Saved entries:
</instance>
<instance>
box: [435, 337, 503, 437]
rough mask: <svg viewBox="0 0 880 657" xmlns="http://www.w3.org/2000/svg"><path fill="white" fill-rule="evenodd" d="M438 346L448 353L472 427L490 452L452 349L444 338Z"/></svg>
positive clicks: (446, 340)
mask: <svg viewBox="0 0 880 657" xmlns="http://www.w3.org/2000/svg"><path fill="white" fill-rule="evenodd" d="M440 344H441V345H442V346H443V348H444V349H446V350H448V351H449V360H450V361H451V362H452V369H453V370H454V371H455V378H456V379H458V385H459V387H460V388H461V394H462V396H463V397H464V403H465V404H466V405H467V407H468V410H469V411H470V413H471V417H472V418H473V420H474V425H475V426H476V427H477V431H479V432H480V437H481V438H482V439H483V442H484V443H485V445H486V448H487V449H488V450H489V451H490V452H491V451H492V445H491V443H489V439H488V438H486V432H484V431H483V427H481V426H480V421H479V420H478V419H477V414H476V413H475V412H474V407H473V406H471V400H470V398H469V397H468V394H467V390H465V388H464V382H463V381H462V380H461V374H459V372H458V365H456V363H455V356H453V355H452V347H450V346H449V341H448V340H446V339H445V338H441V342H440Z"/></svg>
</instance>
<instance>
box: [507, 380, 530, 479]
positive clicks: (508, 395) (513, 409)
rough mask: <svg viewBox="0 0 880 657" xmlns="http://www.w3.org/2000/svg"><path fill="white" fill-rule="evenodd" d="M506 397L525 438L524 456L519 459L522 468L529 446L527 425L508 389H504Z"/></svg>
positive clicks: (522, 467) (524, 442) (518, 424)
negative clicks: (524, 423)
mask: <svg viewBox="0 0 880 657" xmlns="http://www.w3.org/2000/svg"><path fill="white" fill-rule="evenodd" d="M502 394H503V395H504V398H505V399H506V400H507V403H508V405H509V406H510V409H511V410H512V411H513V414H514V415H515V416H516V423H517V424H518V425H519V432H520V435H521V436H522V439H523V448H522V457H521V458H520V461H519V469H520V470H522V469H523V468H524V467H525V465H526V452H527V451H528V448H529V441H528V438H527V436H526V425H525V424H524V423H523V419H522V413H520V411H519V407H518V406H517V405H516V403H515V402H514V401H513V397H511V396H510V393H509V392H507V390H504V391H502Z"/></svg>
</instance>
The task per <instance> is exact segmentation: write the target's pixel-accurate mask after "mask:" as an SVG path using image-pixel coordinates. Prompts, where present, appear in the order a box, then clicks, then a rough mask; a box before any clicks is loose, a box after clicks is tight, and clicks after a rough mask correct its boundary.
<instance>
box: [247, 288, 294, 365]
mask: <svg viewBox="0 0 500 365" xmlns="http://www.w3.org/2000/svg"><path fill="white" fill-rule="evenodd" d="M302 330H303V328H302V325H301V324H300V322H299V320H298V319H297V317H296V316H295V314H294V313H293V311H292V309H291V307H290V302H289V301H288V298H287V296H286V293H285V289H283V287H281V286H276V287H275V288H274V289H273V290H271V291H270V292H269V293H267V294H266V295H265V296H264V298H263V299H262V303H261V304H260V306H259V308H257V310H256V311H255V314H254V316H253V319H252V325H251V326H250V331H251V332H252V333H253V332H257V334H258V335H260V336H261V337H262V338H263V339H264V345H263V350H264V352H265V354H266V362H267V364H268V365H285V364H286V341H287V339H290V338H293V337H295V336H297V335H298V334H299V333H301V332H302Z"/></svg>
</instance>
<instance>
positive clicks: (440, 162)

Activity: Write out every one of the saved entries above, keeping each line identical to how it appears.

Solution to the problem:
</instance>
<instance>
box: [435, 337, 503, 437]
rough mask: <svg viewBox="0 0 880 657" xmlns="http://www.w3.org/2000/svg"><path fill="white" fill-rule="evenodd" d="M438 346L448 353L472 427L490 452L452 349L444 338Z"/></svg>
positive clicks: (446, 340)
mask: <svg viewBox="0 0 880 657" xmlns="http://www.w3.org/2000/svg"><path fill="white" fill-rule="evenodd" d="M440 344H441V345H442V346H443V348H444V349H446V350H448V351H449V360H450V361H451V362H452V369H453V370H454V371H455V378H456V379H458V385H459V387H460V388H461V394H462V396H463V397H464V403H465V404H466V405H467V407H468V410H469V411H470V413H471V417H472V418H473V420H474V425H475V426H476V427H477V431H479V432H480V437H481V438H482V439H483V442H484V443H485V445H486V448H487V449H488V450H489V451H490V452H491V451H492V445H491V443H489V439H488V438H486V432H484V431H483V427H481V426H480V421H479V420H478V419H477V414H476V413H475V412H474V407H473V406H471V400H470V398H469V397H468V394H467V390H465V388H464V382H463V381H462V380H461V374H459V372H458V365H456V363H455V356H453V355H452V347H450V346H449V341H448V340H446V339H445V338H441V342H440Z"/></svg>
</instance>
<instance>
box: [507, 380, 530, 479]
positive clicks: (508, 395) (513, 409)
rough mask: <svg viewBox="0 0 880 657" xmlns="http://www.w3.org/2000/svg"><path fill="white" fill-rule="evenodd" d="M506 397L525 438L524 456L519 459L522 468L529 446L527 425L508 389H504Z"/></svg>
positive clicks: (522, 467) (524, 442) (518, 424)
negative clicks: (524, 423)
mask: <svg viewBox="0 0 880 657" xmlns="http://www.w3.org/2000/svg"><path fill="white" fill-rule="evenodd" d="M502 394H503V395H504V398H505V399H506V400H507V403H508V405H509V406H510V409H511V410H512V411H513V414H514V415H515V416H516V423H517V424H518V425H519V432H520V435H521V436H522V439H523V448H522V457H521V458H520V461H519V469H520V470H522V469H523V468H524V467H525V465H526V452H527V451H528V448H529V441H528V438H527V436H526V425H525V424H524V423H523V419H522V413H520V411H519V407H518V406H517V405H516V403H515V402H514V401H513V397H511V396H510V393H509V392H507V390H504V391H502Z"/></svg>
</instance>
The task per <instance> is exact segmentation: write the target's pixel-accurate mask after "mask:" as an SVG path using image-pixel coordinates. Prompts, where present, appear in the order a box, then clicks, then a rough mask; a box before any clicks is loose, a box after clicks is tight, and clicks after a rough mask correct its boundary.
<instance>
box: [247, 288, 294, 365]
mask: <svg viewBox="0 0 500 365" xmlns="http://www.w3.org/2000/svg"><path fill="white" fill-rule="evenodd" d="M302 330H303V328H302V325H301V324H300V322H299V320H298V319H297V317H296V316H295V314H294V313H293V311H292V309H291V307H290V302H289V301H288V298H287V296H286V293H285V289H283V287H281V286H276V287H275V288H274V289H273V290H271V291H270V292H269V293H267V294H266V295H265V296H264V298H263V299H262V303H261V304H260V306H259V308H257V310H256V311H255V314H254V316H253V319H252V325H251V326H250V331H251V332H252V333H253V332H257V334H258V335H260V336H261V337H262V338H263V339H264V345H263V350H264V352H265V354H266V362H267V364H268V365H285V364H286V341H287V339H290V338H293V337H295V336H297V335H298V334H299V333H301V332H302Z"/></svg>
</instance>
<instance>
positive clicks: (440, 162)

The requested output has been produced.